• THE EXERCISE:
Each entry must be reproduced precisely as it stands.

^^^^^^^^

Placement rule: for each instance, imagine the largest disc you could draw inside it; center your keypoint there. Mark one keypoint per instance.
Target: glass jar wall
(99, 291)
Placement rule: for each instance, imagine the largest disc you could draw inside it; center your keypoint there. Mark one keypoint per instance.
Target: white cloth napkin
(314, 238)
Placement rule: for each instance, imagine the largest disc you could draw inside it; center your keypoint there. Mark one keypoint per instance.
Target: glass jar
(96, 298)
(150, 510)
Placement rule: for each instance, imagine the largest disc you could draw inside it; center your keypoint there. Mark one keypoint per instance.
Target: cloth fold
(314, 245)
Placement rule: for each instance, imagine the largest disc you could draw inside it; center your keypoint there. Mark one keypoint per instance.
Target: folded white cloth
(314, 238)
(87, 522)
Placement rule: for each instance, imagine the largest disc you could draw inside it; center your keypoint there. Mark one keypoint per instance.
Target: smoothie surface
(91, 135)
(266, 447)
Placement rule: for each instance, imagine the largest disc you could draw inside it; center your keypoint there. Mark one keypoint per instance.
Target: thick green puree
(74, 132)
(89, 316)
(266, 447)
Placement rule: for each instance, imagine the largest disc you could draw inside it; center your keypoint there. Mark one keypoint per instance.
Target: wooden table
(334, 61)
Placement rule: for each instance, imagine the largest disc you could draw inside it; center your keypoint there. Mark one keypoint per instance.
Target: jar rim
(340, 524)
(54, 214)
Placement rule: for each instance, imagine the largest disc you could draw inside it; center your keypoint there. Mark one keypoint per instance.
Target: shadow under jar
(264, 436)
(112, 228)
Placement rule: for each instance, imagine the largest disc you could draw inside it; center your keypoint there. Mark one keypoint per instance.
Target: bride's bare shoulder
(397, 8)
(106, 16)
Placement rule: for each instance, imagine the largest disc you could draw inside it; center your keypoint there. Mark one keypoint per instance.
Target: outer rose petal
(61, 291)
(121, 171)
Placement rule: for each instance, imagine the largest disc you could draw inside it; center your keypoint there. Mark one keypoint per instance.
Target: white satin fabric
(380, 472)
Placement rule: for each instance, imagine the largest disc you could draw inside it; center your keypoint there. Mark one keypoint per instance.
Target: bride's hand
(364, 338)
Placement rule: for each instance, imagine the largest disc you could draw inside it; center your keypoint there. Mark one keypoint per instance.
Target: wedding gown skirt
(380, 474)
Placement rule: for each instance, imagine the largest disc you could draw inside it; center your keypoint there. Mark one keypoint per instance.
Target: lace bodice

^^^^^^^^

• THE RESULT:
Placement rule: for each instance, imagine the largest disc you could draw inside it; center your keypoint there. Mark one keypoint per instance.
Target: glass jar wall
(99, 291)
Placement rule: for each instance, imagine the largest disc you could draw inside it; center your keypoint there. Mark one keypoint per instance.
Target: white cloth napkin
(314, 238)
Placement rule: for each instance, imagine the largest disc you could draw inside it; center your keypoint there. Mark one keypoint per instance.
Target: glass jar
(96, 298)
(150, 510)
Placement rule: for each instance, imagine the largest disc you could draw inside it; center your keypoint there. Mark one keypoint per instance.
Target: cloth fold
(314, 245)
Placement rule: for each instance, imagine the largest disc you could draw inside it; center your keypoint there. Mark one keypoint per instance.
Target: folded white cloth
(314, 238)
(87, 522)
Placement rule: for each instance, imagine the largest disc you could draw inside it; center your keypoint there. Mark one keypoint per instance.
Target: smoothie surface
(91, 135)
(266, 447)
Placement rule: for each instance, imagine the largest disc you could draw inside it; center your keypoint there. Mark one keypoint per instance.
Target: thick green puree
(74, 132)
(89, 316)
(266, 447)
Placement rule: for each instance, imagine the largest disc you could draw inside it; center your keypoint there. Mark one keypoint per instance.
Target: wooden table
(334, 61)
Placement rule: for each instance, imagine the largest disc you could draw inside it; center your keypoint there. Mark one keypoint per instance.
Target: jar rim
(340, 524)
(54, 214)
Placement rule: for each instance, imagine the largest disc you could draw inside it; center your keypoint there. Mark one keypoint per instance.
Target: shadow under jar
(264, 436)
(112, 228)
Placement rule: for each instance, imagine the largest disc you could draw inside it; center your keypoint there. Mark one keypoint per instance.
Target: bride's bare shoulder
(397, 8)
(106, 16)
Placement rule: for each instance, imagine the largest disc you could draw inside it; center your keypoint there. Mark one keypoint per instance.
Target: outer rose petal
(61, 291)
(121, 171)
Placement rule: for each instance, imagine the largest disc you could draw inside it; center your keypoint there. Mark one keypoint per instance.
Target: white satin fabric
(380, 472)
Placement rule: for each instance, imagine the largest disc you could draw inside it; center your keypoint there. Mark one keypoint per instance.
Target: bride's hand
(364, 338)
Placement rule: for each instance, imagine the largest disc you could draw inside it; center your keypoint there. Mark one keypoint per instance.
Target: wedding gown skirt
(380, 474)
Placement rule: for each instance, imagine the largest disc you could draw inside it; center your keypoint there. Mark one keypoint per instance.
Target: lace bodice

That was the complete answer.